──────── INPUT RECORDS

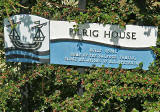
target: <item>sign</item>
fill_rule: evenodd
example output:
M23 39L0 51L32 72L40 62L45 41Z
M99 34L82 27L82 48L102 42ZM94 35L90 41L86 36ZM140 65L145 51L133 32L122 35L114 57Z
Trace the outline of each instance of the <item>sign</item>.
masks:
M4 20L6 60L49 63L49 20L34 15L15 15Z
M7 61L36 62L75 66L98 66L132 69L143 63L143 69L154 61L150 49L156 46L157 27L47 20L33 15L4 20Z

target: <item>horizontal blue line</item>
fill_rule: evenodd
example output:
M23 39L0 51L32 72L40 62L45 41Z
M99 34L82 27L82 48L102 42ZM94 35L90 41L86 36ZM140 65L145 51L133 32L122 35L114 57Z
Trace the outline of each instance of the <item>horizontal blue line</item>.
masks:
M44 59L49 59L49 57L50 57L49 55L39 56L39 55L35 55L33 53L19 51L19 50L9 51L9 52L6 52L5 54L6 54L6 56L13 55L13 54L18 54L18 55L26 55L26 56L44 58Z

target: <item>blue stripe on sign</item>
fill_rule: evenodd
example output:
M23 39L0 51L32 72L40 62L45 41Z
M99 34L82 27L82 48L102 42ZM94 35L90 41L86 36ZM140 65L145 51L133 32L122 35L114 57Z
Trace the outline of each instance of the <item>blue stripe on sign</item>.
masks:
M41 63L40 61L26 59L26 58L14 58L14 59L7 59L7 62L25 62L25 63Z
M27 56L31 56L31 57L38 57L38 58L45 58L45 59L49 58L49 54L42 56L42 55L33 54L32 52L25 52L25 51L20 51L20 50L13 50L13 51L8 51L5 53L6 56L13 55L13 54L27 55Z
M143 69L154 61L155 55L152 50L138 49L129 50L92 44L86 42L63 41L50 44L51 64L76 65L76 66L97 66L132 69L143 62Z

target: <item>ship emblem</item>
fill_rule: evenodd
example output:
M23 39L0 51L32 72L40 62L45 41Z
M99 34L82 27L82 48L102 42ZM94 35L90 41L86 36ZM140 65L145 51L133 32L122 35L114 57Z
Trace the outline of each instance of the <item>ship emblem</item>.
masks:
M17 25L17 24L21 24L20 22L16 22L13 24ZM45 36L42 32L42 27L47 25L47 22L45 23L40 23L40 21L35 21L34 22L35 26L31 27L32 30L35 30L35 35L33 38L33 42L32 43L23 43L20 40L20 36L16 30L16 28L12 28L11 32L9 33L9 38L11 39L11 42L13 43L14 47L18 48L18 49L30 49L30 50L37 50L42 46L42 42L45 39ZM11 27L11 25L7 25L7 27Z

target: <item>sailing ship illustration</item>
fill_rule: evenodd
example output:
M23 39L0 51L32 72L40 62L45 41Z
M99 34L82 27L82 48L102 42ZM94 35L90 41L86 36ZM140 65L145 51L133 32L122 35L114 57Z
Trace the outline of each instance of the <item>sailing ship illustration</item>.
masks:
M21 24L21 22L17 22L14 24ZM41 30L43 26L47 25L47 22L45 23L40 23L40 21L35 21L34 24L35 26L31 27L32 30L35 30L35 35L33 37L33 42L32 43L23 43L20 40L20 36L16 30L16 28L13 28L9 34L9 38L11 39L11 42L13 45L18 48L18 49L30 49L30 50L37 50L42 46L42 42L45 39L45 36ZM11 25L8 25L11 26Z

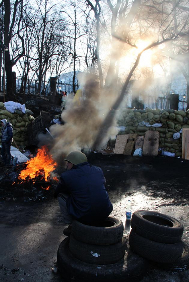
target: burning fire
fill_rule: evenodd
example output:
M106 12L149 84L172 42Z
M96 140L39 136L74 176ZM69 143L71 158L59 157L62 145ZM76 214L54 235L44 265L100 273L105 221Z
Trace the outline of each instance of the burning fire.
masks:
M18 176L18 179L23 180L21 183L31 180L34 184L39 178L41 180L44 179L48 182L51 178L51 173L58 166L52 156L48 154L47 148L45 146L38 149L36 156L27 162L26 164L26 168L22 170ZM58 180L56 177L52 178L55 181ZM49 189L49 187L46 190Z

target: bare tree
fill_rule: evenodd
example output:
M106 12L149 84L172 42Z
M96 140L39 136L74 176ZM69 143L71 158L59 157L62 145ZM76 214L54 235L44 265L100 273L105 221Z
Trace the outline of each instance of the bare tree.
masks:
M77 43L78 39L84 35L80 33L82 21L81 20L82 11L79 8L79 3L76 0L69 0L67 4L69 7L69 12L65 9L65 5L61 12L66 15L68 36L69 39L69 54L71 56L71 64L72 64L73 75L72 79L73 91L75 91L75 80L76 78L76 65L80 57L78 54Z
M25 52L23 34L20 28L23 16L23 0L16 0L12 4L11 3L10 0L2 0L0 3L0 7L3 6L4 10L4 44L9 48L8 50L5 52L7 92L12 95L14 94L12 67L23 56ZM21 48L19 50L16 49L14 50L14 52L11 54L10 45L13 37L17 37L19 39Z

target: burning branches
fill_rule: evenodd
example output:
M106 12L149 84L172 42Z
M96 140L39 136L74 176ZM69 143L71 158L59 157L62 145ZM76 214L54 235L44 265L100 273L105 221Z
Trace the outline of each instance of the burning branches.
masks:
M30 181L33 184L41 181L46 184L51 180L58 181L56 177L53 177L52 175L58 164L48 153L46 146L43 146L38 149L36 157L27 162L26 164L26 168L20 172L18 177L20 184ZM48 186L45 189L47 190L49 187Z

────────────────

AIM OF THE EXERCISE: Return all of the items above word for word, without the pictures.

WRITTEN SOLUTION:
target: <item>sign</item>
fill_rule: evenodd
example output:
M23 39L0 51L32 72L40 62L45 41Z
M99 34L82 27L82 48L102 42ZM94 35L90 41L86 36ZM140 65L145 51L133 32L122 35L114 57Z
Trace the outline of each instance of the <item>sign</item>.
masks:
M4 20L6 60L49 63L49 20L34 15L15 15Z
M7 61L36 62L75 66L98 66L132 69L143 63L143 69L154 61L150 49L156 46L157 27L47 20L33 15L4 20Z

target: <item>horizontal blue line</item>
fill_rule: evenodd
example output:
M23 39L0 51L32 72L40 62L45 41Z
M99 34L82 27L82 48L102 42ZM94 35L90 41L86 36ZM140 65L145 51L133 32L122 35L114 57Z
Trace the outline of each instance of the <item>horizontal blue line</item>.
masks:
M44 59L49 59L49 57L50 57L49 55L39 56L39 55L35 55L33 53L19 51L19 50L9 51L9 52L6 52L5 54L6 54L6 56L13 55L13 54L18 54L18 55L26 55L26 56L44 58Z

target: <item>blue stripe on sign</item>
fill_rule: evenodd
example output:
M23 39L0 51L32 72L40 62L45 41Z
M99 34L82 27L82 48L102 42ZM94 35L90 41L86 36ZM140 65L145 51L133 32L122 35L114 57Z
Trace the outline of each instance of the <item>blue stripe on sign</item>.
masks:
M41 63L40 61L26 59L26 58L14 58L14 59L7 59L7 62L25 62L25 63Z
M27 56L31 56L31 57L38 57L38 58L45 58L45 59L49 58L49 54L42 56L42 55L33 54L32 52L25 52L25 51L20 51L20 50L13 50L13 51L8 51L5 53L6 56L13 55L13 54L27 55Z
M143 69L154 61L155 55L152 50L138 49L129 50L92 44L86 42L63 41L50 44L51 64L76 65L76 66L97 66L132 69L143 62Z

target: <item>ship emblem</item>
fill_rule: evenodd
example output:
M23 39L0 51L32 72L40 62L45 41Z
M99 34L82 27L82 48L102 42ZM94 35L90 41L86 36ZM140 65L145 51L133 32L122 35L114 57Z
Trace the outline of each instance of the <item>ship emblem</item>.
masks:
M17 25L17 24L21 24L20 22L16 22L13 24ZM45 36L42 32L42 27L47 25L47 22L45 23L40 23L40 21L35 21L34 22L35 26L31 27L32 30L35 30L35 35L33 38L33 42L32 43L23 43L20 40L20 36L16 30L16 28L12 28L11 32L9 33L9 38L11 39L11 42L13 43L14 47L18 48L18 49L30 49L30 50L37 50L42 46L42 42L45 39ZM11 27L11 25L7 25L7 27Z

target: <item>sailing ship illustration</item>
fill_rule: evenodd
example output:
M23 39L0 51L32 72L40 62L45 41Z
M99 34L82 27L82 48L102 42ZM94 35L90 41L86 36ZM140 65L145 51L133 32L122 35L114 57Z
Trace the outline of each instance of the <item>sailing ship illustration</item>.
masks:
M21 24L21 22L17 22L14 24ZM41 30L43 26L47 25L47 22L45 23L40 23L40 21L35 21L34 24L35 26L31 27L32 30L35 30L35 35L33 37L33 42L32 43L23 43L20 40L20 36L16 30L16 28L13 28L9 34L9 38L11 39L11 42L13 45L18 48L18 49L30 49L30 50L37 50L42 46L42 42L45 39L45 36ZM11 25L8 25L11 26Z

target: burning fire
fill_rule: evenodd
example output:
M106 12L149 84L172 42Z
M96 140L39 136L74 176ZM69 143L71 158L59 157L62 145ZM76 214L54 235L44 265L100 273L105 221Z
Trace the outline of each instance of the burning fire.
masks:
M18 176L18 179L23 180L21 183L31 180L34 184L39 178L41 180L44 179L48 182L51 178L51 173L58 166L52 156L48 154L47 148L45 146L38 149L36 156L27 162L26 164L26 168L22 170ZM58 180L56 177L52 178L55 181ZM49 189L49 187L46 190Z

target: bare tree
fill_rule: evenodd
example output:
M106 12L149 84L172 42Z
M96 140L39 136L74 176ZM69 143L71 158L59 157L62 145ZM76 214L54 235L44 265L100 273L105 221Z
Trace the outline of each instance of the bare tree.
masks:
M77 43L78 39L84 35L80 33L82 21L81 20L82 11L79 8L79 3L76 0L69 0L67 4L69 7L69 12L65 9L65 5L61 12L66 15L68 36L69 39L69 54L71 56L71 64L72 64L73 75L72 79L73 91L75 91L75 80L76 78L76 65L80 57L78 54Z
M25 52L23 34L20 28L23 16L23 0L16 0L12 4L11 3L10 0L2 0L0 3L0 7L3 6L4 10L4 44L9 48L8 50L5 52L7 92L12 95L14 94L12 67L23 56ZM21 48L19 50L16 49L14 50L14 52L11 54L10 45L13 37L17 37L19 39Z

target: burning branches
fill_rule: evenodd
example output:
M106 12L149 84L172 42Z
M96 140L39 136L74 176ZM69 143L71 158L59 157L62 145ZM76 214L54 235L44 265L100 273L105 221Z
Trace the outline of each instance of the burning branches.
masks:
M30 181L33 184L41 181L46 184L51 180L58 181L56 177L53 177L52 175L58 164L48 153L46 146L43 146L38 149L36 157L27 162L26 164L26 168L20 172L18 177L20 184ZM48 186L45 189L47 190L49 187Z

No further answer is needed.